**SUPPLIED MATERIAL**.

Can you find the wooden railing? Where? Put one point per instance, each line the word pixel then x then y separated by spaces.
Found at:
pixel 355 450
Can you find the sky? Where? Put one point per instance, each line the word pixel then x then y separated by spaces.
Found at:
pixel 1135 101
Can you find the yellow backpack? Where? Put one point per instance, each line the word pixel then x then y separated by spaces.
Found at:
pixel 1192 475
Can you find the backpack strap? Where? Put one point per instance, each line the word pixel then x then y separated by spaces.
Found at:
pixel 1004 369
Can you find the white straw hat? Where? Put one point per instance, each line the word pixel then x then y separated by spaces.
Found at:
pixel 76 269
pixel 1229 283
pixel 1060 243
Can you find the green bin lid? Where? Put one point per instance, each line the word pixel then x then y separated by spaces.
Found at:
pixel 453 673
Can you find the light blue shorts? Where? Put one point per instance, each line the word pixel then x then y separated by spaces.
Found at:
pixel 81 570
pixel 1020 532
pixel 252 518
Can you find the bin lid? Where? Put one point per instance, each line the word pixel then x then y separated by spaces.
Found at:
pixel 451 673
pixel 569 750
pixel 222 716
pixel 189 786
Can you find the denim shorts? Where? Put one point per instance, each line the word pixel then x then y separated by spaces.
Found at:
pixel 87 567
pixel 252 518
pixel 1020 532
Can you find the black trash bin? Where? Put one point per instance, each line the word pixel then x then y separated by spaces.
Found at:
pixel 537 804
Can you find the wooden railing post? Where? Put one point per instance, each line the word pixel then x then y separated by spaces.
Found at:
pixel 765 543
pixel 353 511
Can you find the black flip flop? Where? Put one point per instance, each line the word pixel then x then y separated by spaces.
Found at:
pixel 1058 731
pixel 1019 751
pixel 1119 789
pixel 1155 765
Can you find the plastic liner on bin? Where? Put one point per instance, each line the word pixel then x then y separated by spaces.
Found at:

**TASK TO CARRY OUT**. Please copy all of the records above line for line, without changing a single character.

**ANSWER TO THIS TASK**.
Can you find the wooden railing? Where? Put one point per instance, each line the word pixel then x then y separated by spaces.
Found at:
pixel 355 450
Can you find the sky? Where? Put one point per instance, each line the word pixel then x then y separated by spaces.
Found at:
pixel 1135 101
Can you find the yellow backpack? Where? Put one point per instance, each line the word pixel then x then y separated by spaces.
Found at:
pixel 1192 475
Can you find the backpack strap? Where? Put one point per instance, each line the word pixel then x then y separated by spaces.
Found at:
pixel 1004 369
Can you find the white straw hat? Where? Put one point per instance, each line the word pixel then x then y separated by spaces.
Found at:
pixel 76 269
pixel 1229 283
pixel 1060 243
Can you find the green bin lid? Where? Put one point per instance, each line the word pixel then x then y separated by spaces.
Found at:
pixel 453 673
Can you find the light blue shorts? Where? Put one point per instance, each line the word pixel then x then y separated by spaces.
Found at:
pixel 81 570
pixel 1020 532
pixel 252 518
Can you find the bin lid? Where? Put one point per instance, each line the word pixel then x then y separated by spaces.
Found at:
pixel 451 673
pixel 569 750
pixel 222 716
pixel 189 786
Can you find the denim shorts? Where? Put one point per instance, each line the word pixel then x then y separated by spaces.
Found at:
pixel 87 567
pixel 252 518
pixel 1020 532
Can you find the black trash bin? Where? Put one point per instance, each line the word pixel then x then y separated by spaces.
Found at:
pixel 537 804
Can you find the wooden railing post? Where? Put one point per instance, each line the word pixel then x then y separated by spaces.
Found at:
pixel 765 543
pixel 353 511
Can you find the black flip flop? Where? Put one point per instance, each line the word pixel then x then y separated by spaces.
Found at:
pixel 1058 731
pixel 1019 751
pixel 1119 789
pixel 1155 765
Can you find the plastic liner on bin? Where? Put one point per instance, each line the word pixel then x then y separated by spaces.
Found at:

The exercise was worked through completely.